— Required work —
Reproduce the data below line for line, with no changes.

[Boundary annotation records]
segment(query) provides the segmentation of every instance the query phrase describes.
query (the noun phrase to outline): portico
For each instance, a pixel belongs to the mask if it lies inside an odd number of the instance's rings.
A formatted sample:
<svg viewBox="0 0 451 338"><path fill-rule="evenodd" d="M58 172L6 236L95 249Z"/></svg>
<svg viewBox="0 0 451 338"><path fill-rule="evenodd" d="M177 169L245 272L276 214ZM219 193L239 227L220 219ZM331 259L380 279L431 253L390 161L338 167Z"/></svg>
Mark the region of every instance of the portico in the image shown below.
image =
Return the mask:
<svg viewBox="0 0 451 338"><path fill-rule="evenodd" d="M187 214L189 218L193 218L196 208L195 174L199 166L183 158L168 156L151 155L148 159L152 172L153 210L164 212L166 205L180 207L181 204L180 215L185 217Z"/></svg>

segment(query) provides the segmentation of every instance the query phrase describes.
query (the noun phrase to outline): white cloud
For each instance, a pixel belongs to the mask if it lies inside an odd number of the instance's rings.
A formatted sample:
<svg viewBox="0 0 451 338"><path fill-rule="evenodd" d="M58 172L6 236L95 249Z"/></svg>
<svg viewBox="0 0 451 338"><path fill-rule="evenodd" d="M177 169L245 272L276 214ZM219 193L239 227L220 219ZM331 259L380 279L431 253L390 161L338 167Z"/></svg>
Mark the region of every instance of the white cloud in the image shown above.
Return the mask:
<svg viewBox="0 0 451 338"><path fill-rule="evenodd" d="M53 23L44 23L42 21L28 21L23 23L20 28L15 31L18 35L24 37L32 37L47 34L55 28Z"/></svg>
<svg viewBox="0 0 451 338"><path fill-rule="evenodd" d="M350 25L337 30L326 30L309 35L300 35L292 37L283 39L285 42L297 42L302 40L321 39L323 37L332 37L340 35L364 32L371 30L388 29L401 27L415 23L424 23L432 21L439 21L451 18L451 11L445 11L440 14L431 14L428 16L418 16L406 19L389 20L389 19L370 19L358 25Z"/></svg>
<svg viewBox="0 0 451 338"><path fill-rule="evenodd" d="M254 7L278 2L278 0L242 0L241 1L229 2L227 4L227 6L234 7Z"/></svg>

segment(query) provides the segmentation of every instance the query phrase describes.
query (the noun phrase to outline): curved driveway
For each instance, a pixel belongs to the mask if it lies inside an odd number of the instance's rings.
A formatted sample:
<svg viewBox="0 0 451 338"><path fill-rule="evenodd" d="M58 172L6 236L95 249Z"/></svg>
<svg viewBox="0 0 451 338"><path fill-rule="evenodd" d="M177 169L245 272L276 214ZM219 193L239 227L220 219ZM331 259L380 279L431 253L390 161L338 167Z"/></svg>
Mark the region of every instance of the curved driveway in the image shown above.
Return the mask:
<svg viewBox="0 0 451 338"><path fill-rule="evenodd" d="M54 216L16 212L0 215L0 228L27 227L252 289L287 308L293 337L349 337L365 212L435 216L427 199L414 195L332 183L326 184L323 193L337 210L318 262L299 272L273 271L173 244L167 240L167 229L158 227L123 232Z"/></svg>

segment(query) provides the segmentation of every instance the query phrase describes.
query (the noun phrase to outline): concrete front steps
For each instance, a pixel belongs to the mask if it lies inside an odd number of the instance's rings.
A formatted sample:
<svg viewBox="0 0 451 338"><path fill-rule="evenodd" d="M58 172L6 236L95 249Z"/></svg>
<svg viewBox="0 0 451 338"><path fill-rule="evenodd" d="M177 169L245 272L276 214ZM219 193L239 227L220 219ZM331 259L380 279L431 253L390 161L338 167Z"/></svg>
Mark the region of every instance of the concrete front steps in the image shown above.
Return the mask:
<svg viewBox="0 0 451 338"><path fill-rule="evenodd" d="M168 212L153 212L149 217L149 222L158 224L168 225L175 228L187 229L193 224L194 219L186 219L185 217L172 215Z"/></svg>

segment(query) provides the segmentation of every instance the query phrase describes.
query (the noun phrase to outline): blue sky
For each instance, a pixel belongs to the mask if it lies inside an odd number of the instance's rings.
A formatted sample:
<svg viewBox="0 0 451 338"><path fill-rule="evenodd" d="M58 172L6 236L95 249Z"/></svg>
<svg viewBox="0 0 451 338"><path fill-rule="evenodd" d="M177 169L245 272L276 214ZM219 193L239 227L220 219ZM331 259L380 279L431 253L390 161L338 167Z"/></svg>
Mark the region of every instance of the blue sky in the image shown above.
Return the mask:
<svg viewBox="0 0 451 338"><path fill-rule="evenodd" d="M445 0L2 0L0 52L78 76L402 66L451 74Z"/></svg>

— Answer to the exercise —
segment(query) provides the segmentation of every instance the query phrase describes.
query (the noun phrase to outline): portico
For each instance, a pixel belongs to the mask if it lies inside an odd number of the instance's rings.
A formatted sample:
<svg viewBox="0 0 451 338"><path fill-rule="evenodd" d="M58 172L6 236L95 249Z"/></svg>
<svg viewBox="0 0 451 338"><path fill-rule="evenodd" d="M177 169L245 272L276 214ZM219 193L239 227L220 219ZM331 259L380 279L431 253L390 161L338 167Z"/></svg>
Mark the region of every instance of the portico in the image shown below.
image =
Return the mask:
<svg viewBox="0 0 451 338"><path fill-rule="evenodd" d="M187 214L189 218L193 218L196 208L195 174L199 166L183 158L168 156L151 155L148 159L152 172L153 210L164 212L166 205L180 207L181 204L180 215L185 217Z"/></svg>

segment(query) provides the segmentation of every instance the query phrase describes.
query (the noun phrase to outline): white cloud
For each instance, a pixel belongs to the mask if it lies inside an odd number of the instance's rings.
A formatted sample:
<svg viewBox="0 0 451 338"><path fill-rule="evenodd" d="M58 172L6 236L95 249Z"/></svg>
<svg viewBox="0 0 451 338"><path fill-rule="evenodd" d="M177 169L245 272L276 214ZM219 193L239 227L220 219ZM331 259L380 279L431 253L390 161L338 167Z"/></svg>
Mark the region of every instance of the white cloud in the image shown above.
Return the mask:
<svg viewBox="0 0 451 338"><path fill-rule="evenodd" d="M53 23L44 23L42 21L28 21L23 23L20 28L15 31L18 35L24 37L32 37L47 34L55 28Z"/></svg>
<svg viewBox="0 0 451 338"><path fill-rule="evenodd" d="M350 25L337 30L326 30L309 35L300 35L292 37L283 39L285 42L297 42L302 40L321 39L323 37L332 37L340 35L364 32L371 30L388 29L401 27L415 23L424 23L432 21L439 21L451 18L451 11L445 11L440 14L431 14L428 16L418 16L406 19L389 20L389 19L370 19L358 25Z"/></svg>
<svg viewBox="0 0 451 338"><path fill-rule="evenodd" d="M254 7L278 2L278 0L242 0L241 1L229 2L227 4L227 6L234 7Z"/></svg>

segment(query) provides the segmentation of every instance the query phrase describes.
query (the noun phrase to outline): curved driveway
For each instance, a pixel belongs to the mask if it lies inside an odd number of the instance's rings.
A formatted sample:
<svg viewBox="0 0 451 338"><path fill-rule="evenodd" d="M58 172L6 236L95 249Z"/></svg>
<svg viewBox="0 0 451 338"><path fill-rule="evenodd" d="M177 169L245 272L276 214ZM219 193L239 227L220 219ZM331 259L380 279L431 253L390 161L338 167Z"/></svg>
Mark the region of every instance of the curved driveway in the image shown above.
Return the mask:
<svg viewBox="0 0 451 338"><path fill-rule="evenodd" d="M54 216L16 212L0 215L0 228L27 227L252 289L287 308L293 337L349 337L365 212L435 216L427 199L414 195L332 183L326 184L323 193L337 210L318 262L299 272L273 271L173 244L167 240L167 229L158 227L123 232Z"/></svg>

segment(query) provides the segmentation of every instance the query phrase describes.
query (the noun phrase to outline): concrete front steps
For each instance, a pixel belongs to the mask if it lies inside an odd number of the instance's rings.
A formatted sample:
<svg viewBox="0 0 451 338"><path fill-rule="evenodd" d="M58 172L6 236L95 249Z"/></svg>
<svg viewBox="0 0 451 338"><path fill-rule="evenodd" d="M177 169L245 272L276 214ZM219 193L239 227L220 219ZM331 259L380 279L431 253L390 161L338 167Z"/></svg>
Mark the region of every instance of the concrete front steps in the image shown above.
Return the mask:
<svg viewBox="0 0 451 338"><path fill-rule="evenodd" d="M168 212L153 212L149 217L149 222L158 224L168 225L175 228L187 229L193 224L194 219L186 219L185 217L172 215Z"/></svg>

segment(query) provides the segmentation of every instance the query phrase describes.
query (the noun phrase to outline): blue sky
For each instance, a pixel belongs to the mask if it lies inside an odd number of the instance's rings.
A formatted sample:
<svg viewBox="0 0 451 338"><path fill-rule="evenodd" d="M58 172L6 236L95 249Z"/></svg>
<svg viewBox="0 0 451 338"><path fill-rule="evenodd" d="M177 169L245 272L276 214ZM219 193L239 227L220 219ZM331 259L380 279L431 253L390 161L338 167Z"/></svg>
Mark the region of every instance of the blue sky in the image shown above.
Return the mask:
<svg viewBox="0 0 451 338"><path fill-rule="evenodd" d="M445 0L2 0L0 52L78 76L402 66L451 74Z"/></svg>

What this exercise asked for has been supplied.